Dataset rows

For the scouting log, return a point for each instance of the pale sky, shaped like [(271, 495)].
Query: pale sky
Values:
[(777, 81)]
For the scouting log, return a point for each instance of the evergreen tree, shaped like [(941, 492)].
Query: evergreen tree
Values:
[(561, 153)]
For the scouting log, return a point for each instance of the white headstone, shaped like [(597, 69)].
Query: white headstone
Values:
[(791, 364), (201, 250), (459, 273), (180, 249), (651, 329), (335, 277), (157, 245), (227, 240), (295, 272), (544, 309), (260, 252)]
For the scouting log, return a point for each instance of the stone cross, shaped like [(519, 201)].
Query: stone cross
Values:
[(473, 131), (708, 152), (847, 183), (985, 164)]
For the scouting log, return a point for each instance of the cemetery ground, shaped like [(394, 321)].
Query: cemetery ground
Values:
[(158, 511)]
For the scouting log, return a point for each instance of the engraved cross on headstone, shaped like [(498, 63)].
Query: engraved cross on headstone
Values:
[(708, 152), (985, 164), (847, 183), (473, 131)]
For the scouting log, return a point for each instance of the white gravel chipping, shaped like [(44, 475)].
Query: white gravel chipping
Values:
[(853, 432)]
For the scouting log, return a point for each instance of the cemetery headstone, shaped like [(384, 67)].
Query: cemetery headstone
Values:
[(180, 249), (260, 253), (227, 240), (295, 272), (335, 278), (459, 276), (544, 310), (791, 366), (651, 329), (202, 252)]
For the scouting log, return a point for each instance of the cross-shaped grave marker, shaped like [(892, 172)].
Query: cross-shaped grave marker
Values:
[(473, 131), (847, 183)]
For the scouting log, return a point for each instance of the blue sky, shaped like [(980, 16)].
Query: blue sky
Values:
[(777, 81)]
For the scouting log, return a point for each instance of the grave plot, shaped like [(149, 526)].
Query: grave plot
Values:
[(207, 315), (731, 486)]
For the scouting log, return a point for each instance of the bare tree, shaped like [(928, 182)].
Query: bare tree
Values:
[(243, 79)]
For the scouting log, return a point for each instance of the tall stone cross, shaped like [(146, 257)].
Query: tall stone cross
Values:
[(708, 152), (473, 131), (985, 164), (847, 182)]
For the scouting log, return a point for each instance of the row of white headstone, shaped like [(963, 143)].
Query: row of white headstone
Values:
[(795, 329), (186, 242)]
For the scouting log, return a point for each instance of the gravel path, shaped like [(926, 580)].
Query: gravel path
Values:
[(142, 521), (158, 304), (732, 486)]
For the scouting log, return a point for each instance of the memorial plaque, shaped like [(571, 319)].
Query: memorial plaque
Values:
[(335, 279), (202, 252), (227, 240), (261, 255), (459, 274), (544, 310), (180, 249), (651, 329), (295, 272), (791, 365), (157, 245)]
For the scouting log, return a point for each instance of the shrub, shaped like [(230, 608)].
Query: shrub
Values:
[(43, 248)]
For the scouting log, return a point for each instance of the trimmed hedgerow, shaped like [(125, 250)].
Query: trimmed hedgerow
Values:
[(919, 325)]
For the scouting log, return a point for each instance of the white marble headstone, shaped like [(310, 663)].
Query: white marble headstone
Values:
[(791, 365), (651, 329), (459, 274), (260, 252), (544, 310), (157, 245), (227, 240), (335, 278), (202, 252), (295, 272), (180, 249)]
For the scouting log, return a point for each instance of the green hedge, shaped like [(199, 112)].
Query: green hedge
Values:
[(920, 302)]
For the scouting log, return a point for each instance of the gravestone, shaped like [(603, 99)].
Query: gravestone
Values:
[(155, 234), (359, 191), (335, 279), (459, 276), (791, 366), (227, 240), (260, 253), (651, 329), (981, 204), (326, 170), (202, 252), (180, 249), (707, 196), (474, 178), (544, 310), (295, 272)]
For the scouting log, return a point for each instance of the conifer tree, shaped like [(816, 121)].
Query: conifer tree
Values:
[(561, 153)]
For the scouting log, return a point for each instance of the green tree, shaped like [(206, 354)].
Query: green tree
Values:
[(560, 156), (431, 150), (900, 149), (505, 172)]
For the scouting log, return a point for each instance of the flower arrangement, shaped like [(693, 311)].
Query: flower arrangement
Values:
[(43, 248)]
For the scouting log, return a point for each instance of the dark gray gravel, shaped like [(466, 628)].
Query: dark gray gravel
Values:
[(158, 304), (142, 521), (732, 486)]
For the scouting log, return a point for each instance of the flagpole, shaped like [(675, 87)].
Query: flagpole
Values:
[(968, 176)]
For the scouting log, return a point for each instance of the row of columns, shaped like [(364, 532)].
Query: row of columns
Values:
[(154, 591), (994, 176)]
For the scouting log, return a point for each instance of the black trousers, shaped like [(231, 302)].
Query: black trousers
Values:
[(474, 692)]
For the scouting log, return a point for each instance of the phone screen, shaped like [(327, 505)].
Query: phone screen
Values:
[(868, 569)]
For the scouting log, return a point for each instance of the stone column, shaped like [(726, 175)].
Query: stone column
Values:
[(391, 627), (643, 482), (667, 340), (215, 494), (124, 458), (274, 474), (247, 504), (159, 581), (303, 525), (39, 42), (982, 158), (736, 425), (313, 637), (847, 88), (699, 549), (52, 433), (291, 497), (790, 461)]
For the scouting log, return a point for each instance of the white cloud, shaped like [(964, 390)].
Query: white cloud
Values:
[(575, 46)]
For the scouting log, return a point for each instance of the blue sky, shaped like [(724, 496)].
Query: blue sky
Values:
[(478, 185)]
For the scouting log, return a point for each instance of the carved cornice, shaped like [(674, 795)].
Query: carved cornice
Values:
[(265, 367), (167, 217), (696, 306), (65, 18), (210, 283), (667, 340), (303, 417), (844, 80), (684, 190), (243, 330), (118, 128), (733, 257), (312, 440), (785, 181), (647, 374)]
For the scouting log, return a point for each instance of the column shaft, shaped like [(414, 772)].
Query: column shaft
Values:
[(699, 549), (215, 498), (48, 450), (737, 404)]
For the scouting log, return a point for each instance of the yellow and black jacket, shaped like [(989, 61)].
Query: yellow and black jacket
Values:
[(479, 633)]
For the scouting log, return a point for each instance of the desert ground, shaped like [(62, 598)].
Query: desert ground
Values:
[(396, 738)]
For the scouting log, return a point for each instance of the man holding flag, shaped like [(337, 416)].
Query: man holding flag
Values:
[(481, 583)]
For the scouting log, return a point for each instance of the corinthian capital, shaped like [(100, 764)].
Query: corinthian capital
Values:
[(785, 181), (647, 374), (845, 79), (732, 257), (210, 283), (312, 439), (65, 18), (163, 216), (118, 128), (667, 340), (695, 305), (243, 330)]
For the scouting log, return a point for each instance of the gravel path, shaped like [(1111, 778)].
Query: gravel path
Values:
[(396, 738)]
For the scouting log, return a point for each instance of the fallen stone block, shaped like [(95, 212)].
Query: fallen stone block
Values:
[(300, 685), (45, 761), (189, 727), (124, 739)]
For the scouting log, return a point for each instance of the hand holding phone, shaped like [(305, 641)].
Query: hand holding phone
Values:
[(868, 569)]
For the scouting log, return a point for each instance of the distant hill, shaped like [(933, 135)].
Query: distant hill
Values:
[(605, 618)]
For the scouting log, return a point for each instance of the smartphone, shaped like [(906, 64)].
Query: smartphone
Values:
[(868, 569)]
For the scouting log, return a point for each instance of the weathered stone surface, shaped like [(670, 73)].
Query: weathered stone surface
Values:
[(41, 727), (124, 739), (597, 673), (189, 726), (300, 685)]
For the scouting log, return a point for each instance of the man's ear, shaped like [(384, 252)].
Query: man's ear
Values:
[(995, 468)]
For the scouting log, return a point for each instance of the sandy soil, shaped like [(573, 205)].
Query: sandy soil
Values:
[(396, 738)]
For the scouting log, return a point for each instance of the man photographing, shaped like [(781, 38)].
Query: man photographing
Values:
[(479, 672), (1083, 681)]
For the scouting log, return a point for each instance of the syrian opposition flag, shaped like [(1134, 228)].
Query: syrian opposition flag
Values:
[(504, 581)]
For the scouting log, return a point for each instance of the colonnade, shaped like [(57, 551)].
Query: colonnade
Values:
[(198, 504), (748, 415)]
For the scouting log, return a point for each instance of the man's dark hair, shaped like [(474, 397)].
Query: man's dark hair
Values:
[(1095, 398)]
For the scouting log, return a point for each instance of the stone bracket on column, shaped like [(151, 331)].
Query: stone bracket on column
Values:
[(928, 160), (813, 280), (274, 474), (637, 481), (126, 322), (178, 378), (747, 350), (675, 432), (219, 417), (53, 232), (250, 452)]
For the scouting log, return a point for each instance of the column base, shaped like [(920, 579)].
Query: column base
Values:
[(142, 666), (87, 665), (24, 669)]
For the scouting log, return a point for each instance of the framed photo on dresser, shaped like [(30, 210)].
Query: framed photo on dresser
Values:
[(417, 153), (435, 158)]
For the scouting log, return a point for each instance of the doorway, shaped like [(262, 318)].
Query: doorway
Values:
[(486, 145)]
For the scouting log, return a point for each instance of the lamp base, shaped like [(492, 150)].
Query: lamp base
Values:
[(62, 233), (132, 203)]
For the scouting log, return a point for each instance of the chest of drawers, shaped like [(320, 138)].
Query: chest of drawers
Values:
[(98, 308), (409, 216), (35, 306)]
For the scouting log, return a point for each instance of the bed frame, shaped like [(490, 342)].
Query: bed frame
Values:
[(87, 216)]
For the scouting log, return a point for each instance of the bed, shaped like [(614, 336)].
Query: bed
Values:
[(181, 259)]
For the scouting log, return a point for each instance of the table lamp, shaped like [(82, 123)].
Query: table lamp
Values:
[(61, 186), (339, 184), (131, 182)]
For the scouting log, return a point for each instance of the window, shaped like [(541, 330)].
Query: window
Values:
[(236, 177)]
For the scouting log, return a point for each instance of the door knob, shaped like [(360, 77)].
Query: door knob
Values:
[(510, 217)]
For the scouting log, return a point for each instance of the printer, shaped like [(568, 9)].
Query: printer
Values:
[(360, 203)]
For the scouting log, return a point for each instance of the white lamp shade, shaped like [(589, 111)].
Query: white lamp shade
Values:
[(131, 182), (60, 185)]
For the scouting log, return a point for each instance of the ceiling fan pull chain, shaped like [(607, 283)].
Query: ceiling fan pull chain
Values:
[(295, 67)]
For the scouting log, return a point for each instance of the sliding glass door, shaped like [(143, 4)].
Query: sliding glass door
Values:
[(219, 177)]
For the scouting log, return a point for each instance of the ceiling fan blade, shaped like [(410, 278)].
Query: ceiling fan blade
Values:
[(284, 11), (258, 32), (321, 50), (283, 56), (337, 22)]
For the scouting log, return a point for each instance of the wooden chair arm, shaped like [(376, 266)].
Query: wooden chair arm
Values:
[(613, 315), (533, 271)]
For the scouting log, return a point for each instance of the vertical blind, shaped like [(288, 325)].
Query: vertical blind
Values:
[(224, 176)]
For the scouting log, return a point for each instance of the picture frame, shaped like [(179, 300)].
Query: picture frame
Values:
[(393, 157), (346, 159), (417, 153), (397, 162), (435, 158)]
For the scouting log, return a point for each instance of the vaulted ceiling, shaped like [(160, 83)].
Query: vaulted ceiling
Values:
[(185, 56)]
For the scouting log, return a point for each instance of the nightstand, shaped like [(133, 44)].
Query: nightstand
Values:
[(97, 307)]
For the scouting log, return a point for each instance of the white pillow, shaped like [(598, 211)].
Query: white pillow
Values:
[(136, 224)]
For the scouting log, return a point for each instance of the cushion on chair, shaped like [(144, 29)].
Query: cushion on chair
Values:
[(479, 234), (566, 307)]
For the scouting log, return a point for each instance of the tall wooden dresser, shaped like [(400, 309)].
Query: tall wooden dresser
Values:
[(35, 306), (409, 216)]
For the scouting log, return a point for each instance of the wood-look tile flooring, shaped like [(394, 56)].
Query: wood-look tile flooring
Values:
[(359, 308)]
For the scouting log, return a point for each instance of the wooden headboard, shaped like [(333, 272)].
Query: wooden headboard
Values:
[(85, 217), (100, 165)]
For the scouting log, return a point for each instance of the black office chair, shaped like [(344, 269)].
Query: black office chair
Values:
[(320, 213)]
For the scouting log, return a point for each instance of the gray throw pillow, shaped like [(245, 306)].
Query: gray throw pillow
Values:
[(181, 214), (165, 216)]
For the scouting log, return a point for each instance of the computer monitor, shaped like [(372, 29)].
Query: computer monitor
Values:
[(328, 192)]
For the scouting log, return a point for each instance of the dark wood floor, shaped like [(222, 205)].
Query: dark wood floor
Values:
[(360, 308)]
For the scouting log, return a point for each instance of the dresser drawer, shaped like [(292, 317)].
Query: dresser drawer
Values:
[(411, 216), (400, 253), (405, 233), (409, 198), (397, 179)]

# Aim of the exercise:
Edit the rows starting at the line containing "like [(964, 390)]." and ending at the line containing "[(478, 185)]", changing every "white cloud" to "storm cloud" and keeping all else the same. Give back only those lines.

# Response to this exercise:
For the scouting log, return a point for each instance of the storm cloud, shaped like [(964, 390)].
Query: storm cloud
Values:
[(575, 46)]
For the scouting log, return a point for each instance of the blue sky, shaped like [(724, 496)].
Query: blue sky
Values:
[(478, 185)]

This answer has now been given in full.